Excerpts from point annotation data
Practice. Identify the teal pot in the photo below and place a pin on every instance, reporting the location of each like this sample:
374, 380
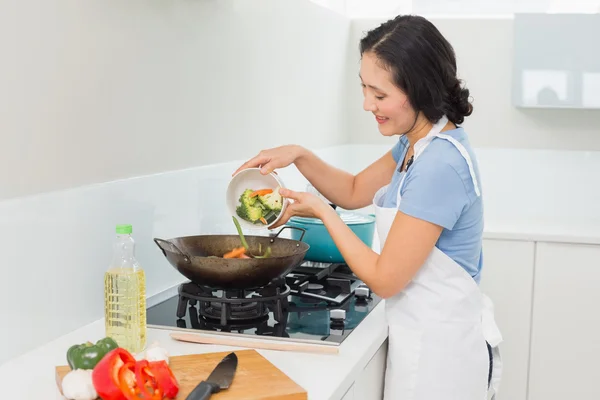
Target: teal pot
322, 247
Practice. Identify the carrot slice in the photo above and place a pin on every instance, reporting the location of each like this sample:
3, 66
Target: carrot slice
261, 192
235, 253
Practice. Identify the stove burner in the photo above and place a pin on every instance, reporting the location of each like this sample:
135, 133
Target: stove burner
332, 283
230, 308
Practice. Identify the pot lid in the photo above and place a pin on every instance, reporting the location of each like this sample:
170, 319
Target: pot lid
349, 218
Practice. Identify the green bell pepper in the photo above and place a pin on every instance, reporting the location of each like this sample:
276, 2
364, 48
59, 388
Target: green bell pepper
87, 355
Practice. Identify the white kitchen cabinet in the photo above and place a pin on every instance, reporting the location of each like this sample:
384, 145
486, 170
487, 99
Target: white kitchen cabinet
369, 384
349, 394
565, 345
507, 278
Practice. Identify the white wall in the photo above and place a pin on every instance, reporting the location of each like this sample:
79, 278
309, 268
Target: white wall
100, 90
484, 55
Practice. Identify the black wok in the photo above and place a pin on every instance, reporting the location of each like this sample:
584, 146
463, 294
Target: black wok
190, 256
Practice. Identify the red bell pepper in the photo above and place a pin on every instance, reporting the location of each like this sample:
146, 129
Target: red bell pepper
105, 375
127, 381
146, 381
165, 378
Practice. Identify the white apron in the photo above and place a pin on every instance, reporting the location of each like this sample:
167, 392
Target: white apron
443, 339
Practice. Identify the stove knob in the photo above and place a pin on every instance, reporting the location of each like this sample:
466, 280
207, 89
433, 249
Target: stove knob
337, 315
362, 292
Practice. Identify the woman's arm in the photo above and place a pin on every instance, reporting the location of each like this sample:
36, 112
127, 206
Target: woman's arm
342, 188
408, 245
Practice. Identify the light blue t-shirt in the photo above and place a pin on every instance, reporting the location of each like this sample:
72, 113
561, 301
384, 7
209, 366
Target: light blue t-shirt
438, 188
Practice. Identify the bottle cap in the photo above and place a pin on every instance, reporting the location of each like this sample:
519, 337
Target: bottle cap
124, 229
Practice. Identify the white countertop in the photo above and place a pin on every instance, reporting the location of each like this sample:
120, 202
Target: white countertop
530, 195
323, 376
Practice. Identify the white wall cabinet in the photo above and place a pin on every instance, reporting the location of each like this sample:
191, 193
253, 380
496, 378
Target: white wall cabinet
507, 278
565, 345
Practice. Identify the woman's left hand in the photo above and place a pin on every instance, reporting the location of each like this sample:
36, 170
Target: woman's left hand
302, 205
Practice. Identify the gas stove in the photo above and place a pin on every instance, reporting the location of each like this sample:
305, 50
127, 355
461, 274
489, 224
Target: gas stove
316, 303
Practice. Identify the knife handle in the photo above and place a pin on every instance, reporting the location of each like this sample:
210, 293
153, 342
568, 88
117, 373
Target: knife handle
203, 391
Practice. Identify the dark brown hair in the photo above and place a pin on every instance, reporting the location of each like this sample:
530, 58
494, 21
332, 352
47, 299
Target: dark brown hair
423, 64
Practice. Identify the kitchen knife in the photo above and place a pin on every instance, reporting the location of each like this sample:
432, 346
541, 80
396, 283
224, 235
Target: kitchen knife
219, 379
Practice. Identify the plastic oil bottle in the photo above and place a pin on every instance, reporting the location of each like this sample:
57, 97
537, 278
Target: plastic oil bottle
125, 294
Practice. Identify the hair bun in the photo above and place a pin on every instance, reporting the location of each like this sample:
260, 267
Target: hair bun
459, 104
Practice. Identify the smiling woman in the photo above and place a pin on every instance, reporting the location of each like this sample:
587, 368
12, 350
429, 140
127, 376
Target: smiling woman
429, 214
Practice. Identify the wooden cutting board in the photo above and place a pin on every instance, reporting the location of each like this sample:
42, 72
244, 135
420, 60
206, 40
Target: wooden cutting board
256, 378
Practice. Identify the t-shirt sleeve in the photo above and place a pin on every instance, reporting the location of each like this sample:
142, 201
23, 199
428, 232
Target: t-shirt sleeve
435, 192
398, 150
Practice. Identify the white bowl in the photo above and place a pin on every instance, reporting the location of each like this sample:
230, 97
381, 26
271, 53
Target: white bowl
251, 178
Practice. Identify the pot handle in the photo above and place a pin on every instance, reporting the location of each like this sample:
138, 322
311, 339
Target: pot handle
289, 227
181, 253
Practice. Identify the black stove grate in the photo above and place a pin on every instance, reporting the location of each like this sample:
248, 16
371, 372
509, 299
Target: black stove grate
233, 307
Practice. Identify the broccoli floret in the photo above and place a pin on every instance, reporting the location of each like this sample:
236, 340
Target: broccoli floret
249, 209
249, 213
246, 200
272, 201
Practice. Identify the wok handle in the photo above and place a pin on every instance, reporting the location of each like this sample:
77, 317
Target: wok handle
181, 253
289, 227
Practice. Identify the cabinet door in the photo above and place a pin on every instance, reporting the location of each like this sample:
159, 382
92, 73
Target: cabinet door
507, 278
566, 323
369, 385
349, 394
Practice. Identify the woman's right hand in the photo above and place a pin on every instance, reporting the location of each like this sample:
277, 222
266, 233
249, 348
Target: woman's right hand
272, 159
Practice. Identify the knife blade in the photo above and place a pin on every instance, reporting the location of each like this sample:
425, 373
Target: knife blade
219, 379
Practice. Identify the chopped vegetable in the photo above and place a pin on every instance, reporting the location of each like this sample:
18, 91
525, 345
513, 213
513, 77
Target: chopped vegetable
165, 378
245, 243
146, 383
249, 209
235, 253
78, 385
260, 206
87, 355
119, 376
107, 377
239, 229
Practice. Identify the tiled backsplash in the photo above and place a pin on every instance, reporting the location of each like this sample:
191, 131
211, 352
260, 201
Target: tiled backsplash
58, 245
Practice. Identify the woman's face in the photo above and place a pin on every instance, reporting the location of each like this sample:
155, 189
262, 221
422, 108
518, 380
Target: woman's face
384, 99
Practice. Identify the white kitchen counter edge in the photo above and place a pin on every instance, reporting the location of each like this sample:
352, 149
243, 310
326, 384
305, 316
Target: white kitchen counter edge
32, 375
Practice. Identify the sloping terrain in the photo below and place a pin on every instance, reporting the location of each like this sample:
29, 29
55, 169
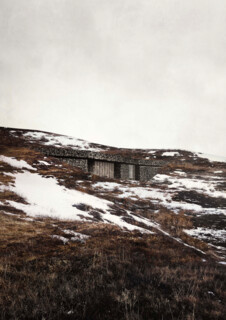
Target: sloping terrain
78, 246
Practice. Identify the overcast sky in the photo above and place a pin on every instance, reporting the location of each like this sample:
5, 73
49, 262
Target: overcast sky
129, 73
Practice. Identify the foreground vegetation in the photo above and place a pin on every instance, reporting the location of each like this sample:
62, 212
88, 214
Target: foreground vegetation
113, 275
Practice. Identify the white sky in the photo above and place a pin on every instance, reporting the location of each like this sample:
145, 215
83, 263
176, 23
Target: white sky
129, 73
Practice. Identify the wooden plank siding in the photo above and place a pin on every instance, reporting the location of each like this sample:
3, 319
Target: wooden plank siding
103, 169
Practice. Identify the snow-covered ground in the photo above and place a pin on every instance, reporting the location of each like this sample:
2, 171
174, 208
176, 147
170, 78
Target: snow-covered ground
45, 197
49, 139
211, 157
164, 196
20, 164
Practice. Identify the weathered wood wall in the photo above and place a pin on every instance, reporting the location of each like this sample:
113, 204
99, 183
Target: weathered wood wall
103, 169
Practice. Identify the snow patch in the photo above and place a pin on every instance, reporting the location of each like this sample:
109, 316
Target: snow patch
211, 157
170, 154
20, 164
60, 141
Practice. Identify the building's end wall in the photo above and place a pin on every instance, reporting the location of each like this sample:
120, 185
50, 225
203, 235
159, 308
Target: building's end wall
147, 172
81, 163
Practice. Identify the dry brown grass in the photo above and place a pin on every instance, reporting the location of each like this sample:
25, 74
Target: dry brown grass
114, 275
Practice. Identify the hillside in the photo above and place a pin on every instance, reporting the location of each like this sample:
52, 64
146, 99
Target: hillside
78, 246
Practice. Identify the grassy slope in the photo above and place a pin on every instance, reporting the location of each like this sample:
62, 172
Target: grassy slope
113, 275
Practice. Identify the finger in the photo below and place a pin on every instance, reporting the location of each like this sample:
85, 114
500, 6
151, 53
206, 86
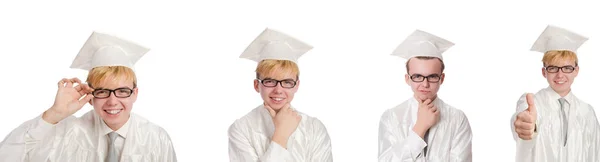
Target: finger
286, 107
525, 132
85, 100
75, 80
524, 125
69, 83
524, 137
433, 109
83, 89
427, 101
62, 82
271, 111
421, 99
527, 118
530, 103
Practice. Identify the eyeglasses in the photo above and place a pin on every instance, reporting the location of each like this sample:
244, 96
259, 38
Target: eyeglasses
433, 78
288, 83
565, 69
119, 92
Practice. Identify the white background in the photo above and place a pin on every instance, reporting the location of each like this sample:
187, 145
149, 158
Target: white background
193, 84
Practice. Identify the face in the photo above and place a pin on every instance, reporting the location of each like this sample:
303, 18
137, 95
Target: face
560, 81
276, 97
114, 110
421, 69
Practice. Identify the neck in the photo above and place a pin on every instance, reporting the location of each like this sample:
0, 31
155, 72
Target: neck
563, 94
115, 127
432, 98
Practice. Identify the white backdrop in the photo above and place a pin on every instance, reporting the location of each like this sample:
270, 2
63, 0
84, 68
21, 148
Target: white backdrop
193, 84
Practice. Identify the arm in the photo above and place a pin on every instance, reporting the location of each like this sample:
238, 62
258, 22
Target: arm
167, 152
393, 146
240, 149
31, 141
524, 148
320, 144
461, 144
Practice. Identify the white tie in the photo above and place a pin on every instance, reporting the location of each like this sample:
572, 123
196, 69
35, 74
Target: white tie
565, 121
112, 151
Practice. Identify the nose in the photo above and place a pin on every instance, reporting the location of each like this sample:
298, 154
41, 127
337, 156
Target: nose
560, 74
426, 83
112, 100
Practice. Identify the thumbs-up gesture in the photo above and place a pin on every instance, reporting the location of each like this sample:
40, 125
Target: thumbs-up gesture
69, 99
427, 116
525, 123
286, 121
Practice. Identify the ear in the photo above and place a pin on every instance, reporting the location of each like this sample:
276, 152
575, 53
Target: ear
256, 85
296, 87
544, 72
134, 95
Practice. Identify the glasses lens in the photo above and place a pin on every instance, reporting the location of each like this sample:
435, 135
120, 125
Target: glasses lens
288, 83
568, 69
269, 82
123, 92
552, 69
417, 78
101, 93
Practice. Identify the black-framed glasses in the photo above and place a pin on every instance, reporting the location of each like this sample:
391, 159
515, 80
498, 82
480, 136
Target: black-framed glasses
565, 69
287, 83
119, 92
433, 78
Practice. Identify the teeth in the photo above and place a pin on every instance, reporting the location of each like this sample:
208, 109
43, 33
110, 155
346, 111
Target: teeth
113, 111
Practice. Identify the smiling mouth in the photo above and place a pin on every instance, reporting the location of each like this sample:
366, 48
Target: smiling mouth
113, 112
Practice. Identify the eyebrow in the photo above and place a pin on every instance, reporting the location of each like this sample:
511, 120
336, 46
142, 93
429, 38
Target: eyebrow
280, 80
115, 88
426, 75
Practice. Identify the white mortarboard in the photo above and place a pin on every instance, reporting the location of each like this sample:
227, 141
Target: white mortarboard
421, 43
272, 44
102, 49
556, 38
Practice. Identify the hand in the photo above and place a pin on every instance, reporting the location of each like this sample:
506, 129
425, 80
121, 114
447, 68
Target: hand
286, 121
525, 123
427, 116
68, 100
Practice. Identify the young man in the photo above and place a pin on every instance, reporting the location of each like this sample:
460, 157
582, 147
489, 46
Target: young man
424, 128
110, 132
553, 124
275, 131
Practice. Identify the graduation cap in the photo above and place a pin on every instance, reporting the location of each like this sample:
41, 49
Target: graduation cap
421, 43
102, 49
272, 44
556, 38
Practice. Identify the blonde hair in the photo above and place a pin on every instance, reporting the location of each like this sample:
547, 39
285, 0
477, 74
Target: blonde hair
100, 74
555, 56
268, 66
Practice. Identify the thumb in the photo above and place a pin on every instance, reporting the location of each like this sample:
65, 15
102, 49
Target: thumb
85, 100
271, 111
422, 99
530, 103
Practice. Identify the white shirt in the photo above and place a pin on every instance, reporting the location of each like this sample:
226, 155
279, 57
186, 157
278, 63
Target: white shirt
250, 140
119, 141
448, 140
583, 134
84, 139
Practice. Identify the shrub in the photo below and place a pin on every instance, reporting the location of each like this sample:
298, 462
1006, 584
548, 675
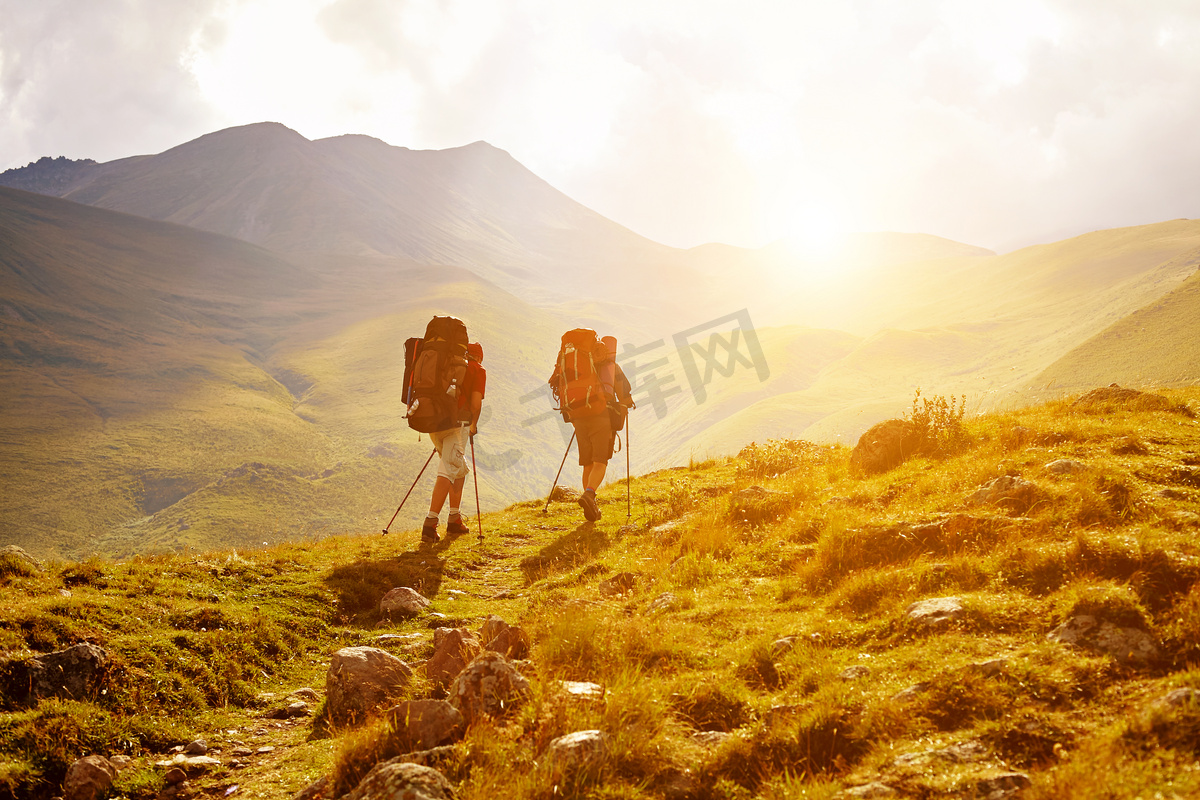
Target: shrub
940, 423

§ What is asked
The lines to write out run from the one containing "Practice. Identify the blonde" through the final line of the material above, both included; write them out exactly, with no pictures.

§ Expected answer
Practice. Identify the blonde hair in the photo above and place a pin on every instance, reporting the location of each like this sample:
547, 39
285, 0
477, 74
Target: blonde hair
100, 74
555, 56
268, 66
Practice. Identify the thumb in the photo above and place a pin on every instance, reporting the location of each like this sample:
65, 15
102, 49
Target: thumb
85, 100
271, 111
422, 99
530, 103
Practice. Identify the white shirt in the photo above and place a pin on every instance, reporting the location of each like this sample:
226, 155
279, 57
186, 157
278, 63
Target: white shirt
250, 140
119, 141
448, 140
583, 134
84, 139
Practice. Identify the shrub in the photo below and place a pin on every instance, reporting the location of each like this sample:
298, 462
1006, 584
548, 675
Target: shrub
940, 423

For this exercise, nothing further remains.